DESCRIPTION OF THE TASK:
Convert the data below into a JSON list of strings, with one string per line and blank lines omitted. Leave the pictures out of the result.

━━━━━━━━━━━━━━━━

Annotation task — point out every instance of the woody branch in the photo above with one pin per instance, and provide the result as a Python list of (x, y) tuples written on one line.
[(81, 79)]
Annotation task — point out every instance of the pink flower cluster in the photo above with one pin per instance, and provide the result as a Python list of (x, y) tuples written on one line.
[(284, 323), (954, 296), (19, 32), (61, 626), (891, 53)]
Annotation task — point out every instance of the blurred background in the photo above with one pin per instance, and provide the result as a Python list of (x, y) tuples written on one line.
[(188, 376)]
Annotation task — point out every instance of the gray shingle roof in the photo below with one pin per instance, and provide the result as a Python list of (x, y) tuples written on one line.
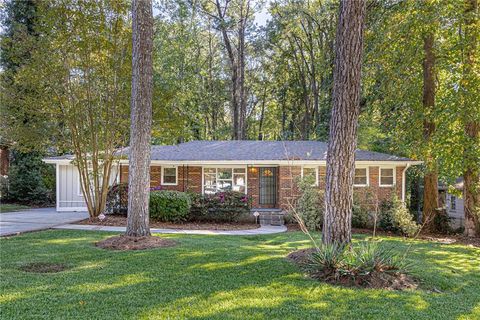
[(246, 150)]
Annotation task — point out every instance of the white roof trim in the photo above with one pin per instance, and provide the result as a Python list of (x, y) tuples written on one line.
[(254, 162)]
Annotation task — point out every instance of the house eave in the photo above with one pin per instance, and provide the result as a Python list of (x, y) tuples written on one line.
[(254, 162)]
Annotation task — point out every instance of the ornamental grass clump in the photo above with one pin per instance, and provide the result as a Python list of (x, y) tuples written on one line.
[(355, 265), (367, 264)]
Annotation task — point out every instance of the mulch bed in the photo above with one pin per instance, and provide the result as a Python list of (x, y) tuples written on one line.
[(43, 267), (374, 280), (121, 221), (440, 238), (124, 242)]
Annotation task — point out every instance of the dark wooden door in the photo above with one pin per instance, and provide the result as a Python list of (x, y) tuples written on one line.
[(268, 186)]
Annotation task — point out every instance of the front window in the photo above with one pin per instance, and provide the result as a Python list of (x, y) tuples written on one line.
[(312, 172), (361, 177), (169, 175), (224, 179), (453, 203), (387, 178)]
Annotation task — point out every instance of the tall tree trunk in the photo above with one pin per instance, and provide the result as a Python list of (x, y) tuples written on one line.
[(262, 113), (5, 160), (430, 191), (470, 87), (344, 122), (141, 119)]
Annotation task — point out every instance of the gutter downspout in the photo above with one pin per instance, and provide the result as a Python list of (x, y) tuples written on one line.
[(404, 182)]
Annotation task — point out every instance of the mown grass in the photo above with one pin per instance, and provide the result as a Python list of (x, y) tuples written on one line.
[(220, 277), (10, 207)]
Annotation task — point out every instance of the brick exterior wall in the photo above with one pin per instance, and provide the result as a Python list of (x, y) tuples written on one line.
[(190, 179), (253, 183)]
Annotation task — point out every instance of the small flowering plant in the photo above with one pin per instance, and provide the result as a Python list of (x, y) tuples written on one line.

━━━━━━━━━━━━━━━━

RESPONSE TO THE TASK:
[
  "Annotation task — point out every instance of the woody branch in the photo above with one pin per instance, and provide the result as a Python list of (x, y) tuples written on one line.",
  "[(81, 79)]",
  "Annotation task — point out every instance of the pink flower cluster in the photo above with one pin per instance, and provide the result as a Python list of (x, y) tuples written on one line.",
  "[(284, 323), (954, 296), (19, 32), (61, 626), (891, 53)]",
  "Annotation task — point out every instance of the blurred background in the photo above with one pin per instance, and provide the result as a Python list of (x, y) tuples written on one line.",
  "[(188, 376)]",
  "Annotation task — point out every instance of the gray shingle roof in the photo below with one pin per instance, and provide the result as a Python list of (x, y) tuples written on one line.",
  "[(246, 150)]",
  "Annotation task — point out every instance of the white roof trim in the photo above with one pin per instance, and provide the result as a Python list of (x, y) tuples written on one line.",
  "[(254, 162)]",
  "Annotation task — point out every instance of the house eave in the photo above with one pin per instance, and provide the result as a Python list of (x, y) tuples written on one line.",
  "[(254, 162)]",
  "Annotation task — point out every instance of the ornamental grass clump in the photo above with one pin per instance, and provide the result as a Python list of (x, y) tuples written on one line.",
  "[(355, 265), (367, 264)]",
  "Annotation task — point out every instance of the mulch bed in the photo above with one pin per instance, and provide the result as a Python list of (x, y) tuples written on one line.",
  "[(43, 267), (374, 280), (121, 221), (440, 238), (124, 242)]",
  "Annotation task — point out every instance of the dark wooden door in the photo above with one pin per instance, and provide the result as a Python list of (x, y) tuples written on one line.",
  "[(268, 186)]",
  "Annotation task — point out every instance of the front window in the photo above with one pin per instance, and provide the result as a Python list of (x, y) tuples written on one line.",
  "[(312, 172), (361, 177), (169, 175), (224, 179), (453, 203), (387, 178)]",
  "Annotation task — point out every instance of the tall tree trunk in the photo above with one pin per instance, and provide the result as a Python list of (x, y) tuples written on one line.",
  "[(262, 113), (5, 160), (430, 191), (470, 87), (344, 122), (141, 119)]",
  "Annotation task — point out every instance of the gutter downspout in the photo above with one pin per instance, and provide the result as a Python list of (x, y) tuples written on one line.",
  "[(404, 182)]",
  "Annotation task — point out every instance of the mown grass in the photo above with one pin per instance, and provide the result as a Python list of (x, y) tuples written on one line.",
  "[(220, 277), (10, 207)]",
  "Annotation task — point out every instance of the brick exterior wall in the photo above with one pin per instance, and provide the result as a Python list of (x, y) tuples written on one line.",
  "[(190, 179), (253, 183)]",
  "Annotation task — point out every instance of the small flowering plant in the photo above with one pin per instance, and provide the result as a Python list of (x, y) tuples written on one line."
]